━━ Document extract

I, John K. Stubblefield, Jr., certify that:

1.       I have reviewed this annual report on Form 10-K of Sysco Corporation;

2.       Based on my knowledge, this report does not contain any untrue
         statement of a material fact or omit to state a material fact necessary
         to make the statements made, in light of the circumstances under which
         such statements were made, not misleading with respect to the period
         covered by this report;

3.       Based on my knowledge, the financial statements, and other financial
         information included in this report, fairly present in all material
         respects the financial condition, results of operation and cash flows
         of the registrant as of, and for, the periods presented in this report.

4.       The registrant's other certifying officer(s) and I are responsible for
         establishing and maintaining disclosure controls and procedures (as
         defined in Exchange Act Rules 13a-15(e) and 15d-15(e)) for the
         registrant and have:

         (a)      Designed such disclosure controls and procedures, or caused
                  such disclosure controls and procedures to be designed under
                  our supervision, to ensure that material information relating
                  to the registrant, including its consolidated subsidiaries, is
                  made known to us by others within those entities, particularly
                  during the period in which this report is being prepared;

         (c)      Evaluated the effectiveness of the registrant's disclosure
                  controls and procedures and presented in this report our
                  conclusions about the effectiveness of the disclosure controls
                  and procedures, as of the end of the period covered by this
                  report based on such evaluation; and

         (d)      Disclosed in this report any change in the registrant's
                  internal control over financial reporting that occurred during
                  the registrant's most recent fiscal quarter (the registrant's
                  fourth fiscal quarter in the case of an annual report) that
                  has materially affected, or is reasonably likely to materially
                  affect, the registrant's internal control over financial
                  reporting; and

5.       The registrant's other certifying officer(s) and I have disclosed,
         based on our most recent evaluation of internal control over financial
         reporting, to the registrant's auditors and the audit committee of the
         registrant's board of directors (or persons performing the equivalent
         functions):

         (a)      All significant deficiencies and material weaknesses in the
                  design or operation of internal control over financial
                  reporting which are reasonably likely to adversely affect the
                  registrant's ability to record, process, summarize and report
                  financial information; and

         (b)      Any fraud, whether or not material, that involves management
                  or other employees who have a significant role in the
                  registrant's internal control over financial reporting.

━━━━
━━ Recorded data

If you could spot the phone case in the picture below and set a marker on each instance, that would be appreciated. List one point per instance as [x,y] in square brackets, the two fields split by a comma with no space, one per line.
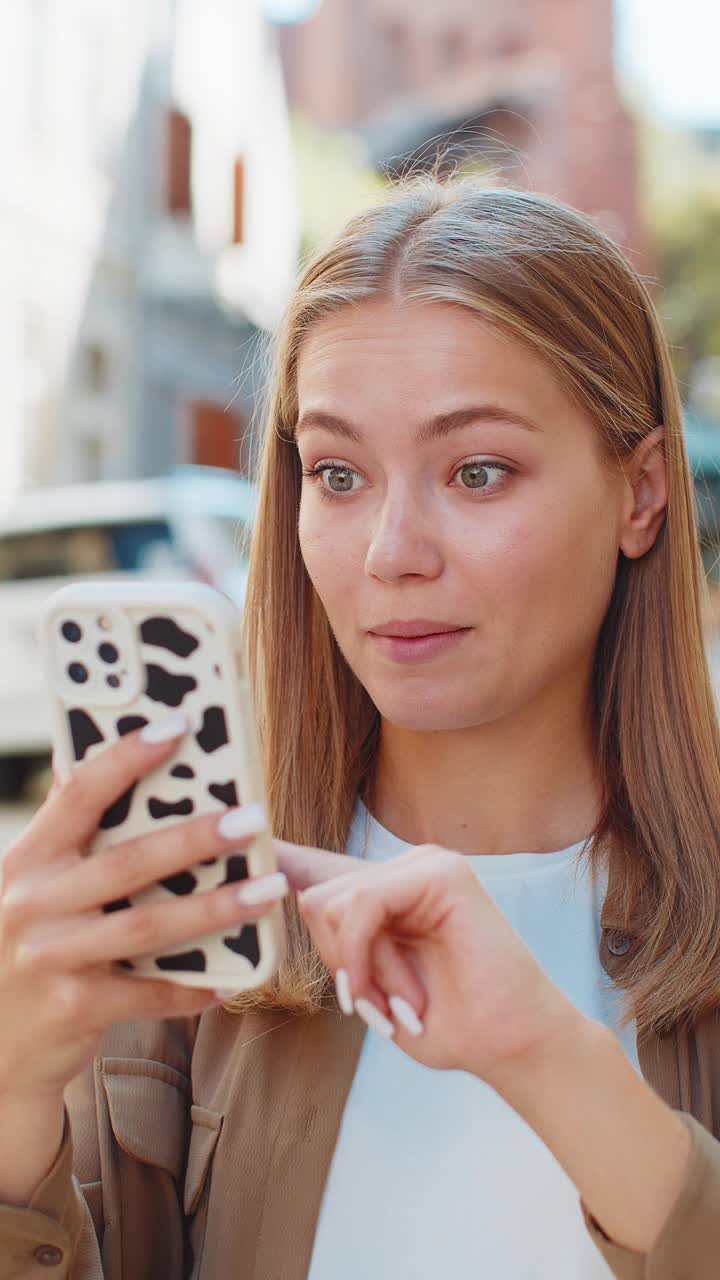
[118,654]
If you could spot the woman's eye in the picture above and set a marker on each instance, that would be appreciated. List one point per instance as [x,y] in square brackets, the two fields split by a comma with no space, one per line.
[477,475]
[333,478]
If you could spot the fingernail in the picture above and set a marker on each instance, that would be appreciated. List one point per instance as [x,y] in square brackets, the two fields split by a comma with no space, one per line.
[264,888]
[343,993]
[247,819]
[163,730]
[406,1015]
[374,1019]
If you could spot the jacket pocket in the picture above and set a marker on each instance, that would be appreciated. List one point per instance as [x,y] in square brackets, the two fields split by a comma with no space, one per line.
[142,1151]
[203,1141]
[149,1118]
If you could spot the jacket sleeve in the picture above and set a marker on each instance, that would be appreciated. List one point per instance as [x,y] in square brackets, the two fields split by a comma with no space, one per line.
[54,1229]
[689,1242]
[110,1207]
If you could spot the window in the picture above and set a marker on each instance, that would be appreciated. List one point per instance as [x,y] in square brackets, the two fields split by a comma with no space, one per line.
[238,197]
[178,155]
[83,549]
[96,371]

━━━━

- Instruction 1
Answer each question using the certification above.
(a) Who gives the certification?
(b) Which company's annual report on Form 10-K was reviewed?
(c) Which Exchange Act Rules define disclosure controls and procedures?
- Instruction 2
From the certification above, extract the passage from "I, John K. Stubblefield, Jr., certify" up to and including "in this report.".
- Instruction 3
According to the certification above, what do the financial statements and other financial information "fairly present in all material respects"? List each item.

- Task result 1
(a) John K. Stubblefield, Jr.
(b) Sysco Corporation
(c) Rules 13a-15(e) and 15d-15(e)

- Task result 2
I, John K. Stubblefield, Jr., certify that:

1.       I have reviewed this annual report on Form 10-K of Sysco Corporation;

2.       Based on my knowledge, this report does not contain any untrue
         statement of a material fact or omit to state a material fact necessary
         to make the statements made, in light of the circumstances under which
         such statements were made, not misleading with respect to the period
         covered by this report;

3.       Based on my knowledge, the financial statements, and other financial
         information included in this report, fairly present in all material
         respects the financial condition, results of operation and cash flows
         of the registrant as of, and for, the periods presented in this report.

- Task result 3
- financial condition
- results of operation
- cash flows